EXERCISE INPUT >>
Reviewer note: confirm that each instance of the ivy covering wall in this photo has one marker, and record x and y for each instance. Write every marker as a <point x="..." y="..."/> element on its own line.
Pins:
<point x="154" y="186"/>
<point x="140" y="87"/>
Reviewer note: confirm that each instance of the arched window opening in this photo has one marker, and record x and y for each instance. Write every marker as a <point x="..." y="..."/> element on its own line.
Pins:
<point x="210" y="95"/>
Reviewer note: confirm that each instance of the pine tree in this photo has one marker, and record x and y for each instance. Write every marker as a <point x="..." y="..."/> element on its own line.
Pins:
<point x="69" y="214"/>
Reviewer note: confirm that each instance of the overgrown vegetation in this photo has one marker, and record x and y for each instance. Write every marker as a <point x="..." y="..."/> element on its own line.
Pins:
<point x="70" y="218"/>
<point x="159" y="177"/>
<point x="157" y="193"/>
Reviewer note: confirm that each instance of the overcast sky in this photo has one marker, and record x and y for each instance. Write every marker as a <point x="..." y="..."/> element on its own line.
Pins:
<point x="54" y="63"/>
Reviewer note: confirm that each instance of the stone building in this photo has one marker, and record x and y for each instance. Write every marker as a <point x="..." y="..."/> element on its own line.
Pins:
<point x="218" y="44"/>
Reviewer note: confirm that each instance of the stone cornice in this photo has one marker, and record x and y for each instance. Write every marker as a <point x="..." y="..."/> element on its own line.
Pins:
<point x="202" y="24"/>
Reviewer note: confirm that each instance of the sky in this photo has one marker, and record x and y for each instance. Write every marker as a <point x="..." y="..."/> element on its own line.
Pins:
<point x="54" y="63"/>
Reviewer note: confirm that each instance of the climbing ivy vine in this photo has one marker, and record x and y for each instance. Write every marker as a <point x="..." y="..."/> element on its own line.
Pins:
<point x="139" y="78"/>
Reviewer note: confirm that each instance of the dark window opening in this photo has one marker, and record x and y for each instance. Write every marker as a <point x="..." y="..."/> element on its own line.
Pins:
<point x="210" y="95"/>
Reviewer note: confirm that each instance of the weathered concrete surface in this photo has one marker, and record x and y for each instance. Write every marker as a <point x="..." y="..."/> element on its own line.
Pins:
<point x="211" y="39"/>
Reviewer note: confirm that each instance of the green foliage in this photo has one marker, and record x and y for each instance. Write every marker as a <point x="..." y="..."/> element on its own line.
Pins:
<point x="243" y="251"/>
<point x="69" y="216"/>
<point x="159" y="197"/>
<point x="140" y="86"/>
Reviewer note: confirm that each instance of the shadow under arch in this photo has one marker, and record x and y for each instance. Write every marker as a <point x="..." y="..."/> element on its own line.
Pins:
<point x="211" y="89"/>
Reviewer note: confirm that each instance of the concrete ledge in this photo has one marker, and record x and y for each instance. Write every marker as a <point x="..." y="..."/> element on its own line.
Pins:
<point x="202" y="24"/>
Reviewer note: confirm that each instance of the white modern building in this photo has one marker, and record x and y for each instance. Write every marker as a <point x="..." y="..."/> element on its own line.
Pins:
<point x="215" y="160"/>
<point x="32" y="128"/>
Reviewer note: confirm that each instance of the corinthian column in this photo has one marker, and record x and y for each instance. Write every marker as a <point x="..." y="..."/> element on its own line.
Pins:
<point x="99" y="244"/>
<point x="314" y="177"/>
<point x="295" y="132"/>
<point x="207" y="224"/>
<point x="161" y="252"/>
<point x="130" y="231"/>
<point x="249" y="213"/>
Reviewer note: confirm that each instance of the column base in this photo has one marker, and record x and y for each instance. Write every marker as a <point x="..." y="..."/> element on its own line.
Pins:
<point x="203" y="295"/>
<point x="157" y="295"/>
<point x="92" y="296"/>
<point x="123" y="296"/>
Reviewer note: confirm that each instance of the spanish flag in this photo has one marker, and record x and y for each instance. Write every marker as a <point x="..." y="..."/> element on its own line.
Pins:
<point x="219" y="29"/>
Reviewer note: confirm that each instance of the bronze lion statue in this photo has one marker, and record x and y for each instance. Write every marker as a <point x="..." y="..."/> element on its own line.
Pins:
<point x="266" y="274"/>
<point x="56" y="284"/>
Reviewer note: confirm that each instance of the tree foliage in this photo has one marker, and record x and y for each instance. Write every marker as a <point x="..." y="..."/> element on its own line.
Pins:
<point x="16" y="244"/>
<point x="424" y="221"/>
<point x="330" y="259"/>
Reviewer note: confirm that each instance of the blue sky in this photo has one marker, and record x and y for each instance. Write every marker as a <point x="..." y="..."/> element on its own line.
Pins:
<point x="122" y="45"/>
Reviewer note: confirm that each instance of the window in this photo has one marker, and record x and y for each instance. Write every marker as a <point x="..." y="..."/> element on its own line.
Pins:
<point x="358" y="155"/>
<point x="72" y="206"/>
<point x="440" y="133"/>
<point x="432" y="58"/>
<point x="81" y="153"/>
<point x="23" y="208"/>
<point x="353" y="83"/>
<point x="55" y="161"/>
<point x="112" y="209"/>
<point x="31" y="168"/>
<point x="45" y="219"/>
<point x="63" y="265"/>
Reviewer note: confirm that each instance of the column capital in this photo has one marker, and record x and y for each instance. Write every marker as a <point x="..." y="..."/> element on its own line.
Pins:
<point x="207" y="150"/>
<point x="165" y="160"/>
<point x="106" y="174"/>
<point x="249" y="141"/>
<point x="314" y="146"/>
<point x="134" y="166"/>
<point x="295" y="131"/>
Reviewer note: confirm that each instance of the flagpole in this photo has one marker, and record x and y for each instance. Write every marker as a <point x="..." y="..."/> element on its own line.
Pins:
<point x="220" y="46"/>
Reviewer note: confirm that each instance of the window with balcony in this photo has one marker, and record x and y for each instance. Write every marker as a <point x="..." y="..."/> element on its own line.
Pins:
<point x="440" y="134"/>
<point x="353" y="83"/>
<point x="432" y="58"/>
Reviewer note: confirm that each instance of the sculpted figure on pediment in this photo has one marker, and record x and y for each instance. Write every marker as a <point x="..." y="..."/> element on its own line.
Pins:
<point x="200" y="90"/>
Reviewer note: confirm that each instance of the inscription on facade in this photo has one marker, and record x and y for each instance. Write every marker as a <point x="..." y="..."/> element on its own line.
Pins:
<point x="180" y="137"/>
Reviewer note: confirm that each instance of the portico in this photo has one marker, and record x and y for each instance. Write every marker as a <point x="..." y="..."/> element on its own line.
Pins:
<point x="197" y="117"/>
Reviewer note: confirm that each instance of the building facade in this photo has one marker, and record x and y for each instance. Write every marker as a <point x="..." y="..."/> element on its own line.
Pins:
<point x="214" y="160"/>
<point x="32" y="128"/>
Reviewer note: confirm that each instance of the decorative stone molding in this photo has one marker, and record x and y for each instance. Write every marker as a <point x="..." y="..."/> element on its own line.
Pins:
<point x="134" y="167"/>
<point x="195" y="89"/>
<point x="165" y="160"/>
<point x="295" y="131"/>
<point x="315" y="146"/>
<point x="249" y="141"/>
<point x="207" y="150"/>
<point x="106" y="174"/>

TASK >> Reproduce the records above word for word, starting at the line that contains "Reviewer note: confirm that each instance of the decorative" and continuing through the end of the records, with both of those lines included.

WRITTEN RESPONSE >>
Reviewer note: confirm that each instance of the decorative stone molding in this photo has one marker, and record x and y for each instance. Write every marker as a <point x="..." y="..."/> element on its own line.
Pins:
<point x="134" y="167"/>
<point x="195" y="89"/>
<point x="165" y="160"/>
<point x="295" y="131"/>
<point x="315" y="146"/>
<point x="249" y="141"/>
<point x="207" y="150"/>
<point x="106" y="174"/>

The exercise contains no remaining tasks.